* begin EXTRACTED MATERIAL *

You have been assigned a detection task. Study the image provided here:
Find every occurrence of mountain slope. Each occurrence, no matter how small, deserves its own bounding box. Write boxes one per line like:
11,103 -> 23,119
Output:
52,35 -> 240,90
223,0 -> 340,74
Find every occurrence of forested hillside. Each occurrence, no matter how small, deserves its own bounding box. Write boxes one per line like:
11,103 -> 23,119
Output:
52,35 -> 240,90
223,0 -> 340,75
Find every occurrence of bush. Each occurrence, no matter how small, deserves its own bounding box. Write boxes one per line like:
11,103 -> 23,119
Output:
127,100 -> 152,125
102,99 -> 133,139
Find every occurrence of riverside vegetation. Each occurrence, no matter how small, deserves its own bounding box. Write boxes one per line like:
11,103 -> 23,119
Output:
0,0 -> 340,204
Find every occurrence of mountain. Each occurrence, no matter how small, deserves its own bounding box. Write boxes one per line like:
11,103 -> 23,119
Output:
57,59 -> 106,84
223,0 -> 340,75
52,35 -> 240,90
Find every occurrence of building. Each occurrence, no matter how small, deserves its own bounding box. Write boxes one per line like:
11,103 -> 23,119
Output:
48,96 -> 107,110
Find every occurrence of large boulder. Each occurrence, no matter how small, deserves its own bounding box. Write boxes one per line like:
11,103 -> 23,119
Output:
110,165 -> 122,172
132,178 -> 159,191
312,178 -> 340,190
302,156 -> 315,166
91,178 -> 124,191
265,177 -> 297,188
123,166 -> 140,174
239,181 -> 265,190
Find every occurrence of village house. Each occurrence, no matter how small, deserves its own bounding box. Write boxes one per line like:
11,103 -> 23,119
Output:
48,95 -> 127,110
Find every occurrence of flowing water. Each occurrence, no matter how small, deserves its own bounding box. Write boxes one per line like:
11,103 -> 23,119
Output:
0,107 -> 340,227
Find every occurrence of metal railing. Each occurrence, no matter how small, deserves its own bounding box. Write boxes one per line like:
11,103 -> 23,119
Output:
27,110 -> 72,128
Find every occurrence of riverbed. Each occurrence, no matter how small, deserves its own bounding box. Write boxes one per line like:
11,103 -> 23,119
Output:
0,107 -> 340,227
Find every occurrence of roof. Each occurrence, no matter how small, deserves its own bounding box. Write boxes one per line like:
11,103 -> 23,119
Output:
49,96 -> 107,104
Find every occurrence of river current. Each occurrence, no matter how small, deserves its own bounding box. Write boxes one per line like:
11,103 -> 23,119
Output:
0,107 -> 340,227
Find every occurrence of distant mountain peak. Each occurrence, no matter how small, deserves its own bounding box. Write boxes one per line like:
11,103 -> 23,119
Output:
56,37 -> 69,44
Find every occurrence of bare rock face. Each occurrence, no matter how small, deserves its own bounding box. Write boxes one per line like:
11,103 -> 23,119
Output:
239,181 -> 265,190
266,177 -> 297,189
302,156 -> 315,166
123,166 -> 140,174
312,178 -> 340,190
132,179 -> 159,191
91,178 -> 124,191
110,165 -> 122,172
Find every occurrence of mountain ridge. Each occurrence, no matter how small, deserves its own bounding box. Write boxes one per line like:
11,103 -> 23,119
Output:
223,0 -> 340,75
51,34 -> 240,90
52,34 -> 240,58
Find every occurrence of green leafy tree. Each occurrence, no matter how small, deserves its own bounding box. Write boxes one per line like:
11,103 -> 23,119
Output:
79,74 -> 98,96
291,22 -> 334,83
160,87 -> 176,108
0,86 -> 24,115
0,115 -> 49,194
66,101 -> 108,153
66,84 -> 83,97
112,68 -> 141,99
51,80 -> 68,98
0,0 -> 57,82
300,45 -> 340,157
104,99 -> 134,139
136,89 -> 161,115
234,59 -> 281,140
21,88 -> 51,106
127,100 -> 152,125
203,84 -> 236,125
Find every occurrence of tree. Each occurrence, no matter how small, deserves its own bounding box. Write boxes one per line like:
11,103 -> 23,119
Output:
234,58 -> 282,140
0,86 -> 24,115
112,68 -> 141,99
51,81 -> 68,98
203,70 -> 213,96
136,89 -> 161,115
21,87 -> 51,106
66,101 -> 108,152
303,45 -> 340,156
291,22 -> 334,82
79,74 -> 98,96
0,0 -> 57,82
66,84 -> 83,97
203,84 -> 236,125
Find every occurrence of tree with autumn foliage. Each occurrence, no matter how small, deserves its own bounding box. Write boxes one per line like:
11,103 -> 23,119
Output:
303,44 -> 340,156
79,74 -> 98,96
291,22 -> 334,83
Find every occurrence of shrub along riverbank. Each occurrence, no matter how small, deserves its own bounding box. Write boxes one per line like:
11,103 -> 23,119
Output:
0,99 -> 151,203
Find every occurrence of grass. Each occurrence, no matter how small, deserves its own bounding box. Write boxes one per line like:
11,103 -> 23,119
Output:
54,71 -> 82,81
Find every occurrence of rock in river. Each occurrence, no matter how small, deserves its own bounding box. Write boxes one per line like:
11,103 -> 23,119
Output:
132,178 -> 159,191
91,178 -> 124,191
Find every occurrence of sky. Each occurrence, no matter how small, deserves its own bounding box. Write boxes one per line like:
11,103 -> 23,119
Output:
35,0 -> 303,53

* end EXTRACTED MATERIAL *

Copy every row above word for word, without altering anything.

--- RESULT OF THE TASK ---
You have been assigned a detection task. Study the image provided here:
Find every occurrence of mountain slope. Each occurrence, no matter how small, deserves its own bounding box. Write boxes one per line like:
11,103 -> 23,119
Output:
52,35 -> 240,90
223,0 -> 340,74
Find every occurrence of forested hillside. Each occurrence, no matter how small, deserves its own bounding box. Write boxes one per line like:
11,103 -> 23,119
Output:
52,35 -> 240,90
223,0 -> 340,75
Find every occurrence of bush. Each occurrence, no matter how small, deserves its own bounding box. Write boxes one per line like:
11,103 -> 23,119
Output:
127,100 -> 152,125
102,99 -> 133,139
Find every occurrence of riverside vegetation. Each occurrence, no matter how small, deserves its own bounding box. Write boxes one per line like:
11,103 -> 23,119
Output:
0,0 -> 340,204
Find every occurrence of mountain. Each occurrence, no matter how small, deserves its own bounding box. Write boxes one per line like:
11,103 -> 23,119
Output:
57,59 -> 106,84
223,0 -> 340,75
52,35 -> 240,90
Find every occurrence of building. Each occurrence, no matter how small, deserves its own bounding box. Write boxes one per line like:
11,103 -> 23,119
Output:
48,96 -> 107,110
Find every occurrence of large boulder. Each occurrence, no matter how small, deserves its own bounding box. Write boxes one per line like:
11,103 -> 23,119
Output:
110,165 -> 122,172
132,178 -> 159,191
312,178 -> 340,190
302,156 -> 315,166
91,178 -> 124,191
265,177 -> 297,188
123,166 -> 140,174
239,181 -> 265,190
Find every occurrence of village house. Each occurrence, no matter how small, deserves its own bounding box. Write boxes one per line like:
11,103 -> 23,119
Output:
48,95 -> 127,110
Find every occurrence of flowing water. Each occurrence, no matter how small, deserves its own bounding box. Write boxes one per line like:
11,103 -> 23,119
Output:
0,107 -> 340,227
Find every occurrence of metal railing. Each occurrence, no matter how small, deserves its own bounding box. Write boxes one per line like:
11,103 -> 23,119
Output:
27,110 -> 72,128
Find every occurrence of riverbed. Each occurrence, no matter how small, deserves its own bounding box. Write boxes one per line like:
11,103 -> 23,119
Output:
0,107 -> 340,227
Find every occurrence of roof. Each occurrence, no matter how small, deserves its own bounding box. Write boxes one per line like:
11,103 -> 23,119
Output:
49,96 -> 107,104
Find every occurrence of river current. Each occurrence, no matter how small, deserves its own bounding box. Write boxes one per line like:
11,103 -> 23,119
Output:
0,107 -> 340,227
Find every occurrence of distant mountain peak. Each occurrence, no matter how small, deserves its own bounding box. Write boxes one per line like:
11,103 -> 23,119
Output:
56,37 -> 69,44
Find every occurrence of bare rock face. Each occurrence, no matter how small, deserves its own bounding box. Write boxes one per line like:
11,103 -> 23,119
Output:
239,181 -> 265,190
266,177 -> 297,189
302,156 -> 315,166
123,166 -> 140,174
312,178 -> 340,190
132,179 -> 159,191
91,178 -> 124,191
110,165 -> 122,172
Find every occurrence of mountain ridge. Each occurrence, no matter how small, deserves its own bounding box. Write boxes one per line like:
11,103 -> 23,119
Output:
223,0 -> 340,75
51,34 -> 240,90
52,34 -> 240,58
Find every occurrence of green leafy tree. Each occurrence, no matter how small, deserves its own bounding box. Write boxes one per line like:
11,103 -> 23,119
Output:
79,74 -> 98,96
291,22 -> 334,83
160,87 -> 176,108
0,86 -> 24,115
0,115 -> 49,194
66,101 -> 108,153
66,84 -> 83,97
112,68 -> 141,99
51,80 -> 68,98
0,0 -> 57,82
300,45 -> 340,157
104,99 -> 134,139
136,89 -> 161,115
234,59 -> 281,140
21,88 -> 51,106
127,100 -> 152,125
203,84 -> 236,125
Find every occurrence of tree. Each occurrence, no matter how small, deserves its own bounding box. Write boxes one per line like:
11,103 -> 23,119
Output:
234,58 -> 282,140
0,86 -> 24,115
112,68 -> 141,99
51,81 -> 68,98
203,70 -> 213,96
136,89 -> 161,115
21,87 -> 51,106
66,101 -> 108,152
303,45 -> 340,156
291,22 -> 334,82
79,74 -> 98,96
0,0 -> 57,82
66,84 -> 83,97
203,84 -> 236,125
Find every occurrence of tree with autumn foliage. Each occurrence, no matter how small, deserves its own bounding box. Write boxes one per line like:
11,103 -> 23,119
Output:
303,44 -> 340,156
79,74 -> 98,96
291,22 -> 334,83
Find every occurrence of shrub along riverbank. Each occurrence, no matter how small, deserves its own bounding box. Write boxes one per line like:
11,103 -> 23,119
Output:
0,99 -> 151,203
Find every occurrence of grass. Each occurrence, no matter how small, deserves its own bounding box. Write boxes one per line like:
11,103 -> 23,119
Output:
54,71 -> 82,81
Find every occurrence of rock in river. Each occurrence, no matter how small, deserves its own bounding box. Write boxes one per line like:
11,103 -> 23,119
Output:
132,178 -> 159,191
91,178 -> 124,191
Find every occurrence of sky. Each occurrence, no matter how small, deserves its own bounding box. Write boxes one per line like:
11,103 -> 23,119
Output:
35,0 -> 303,53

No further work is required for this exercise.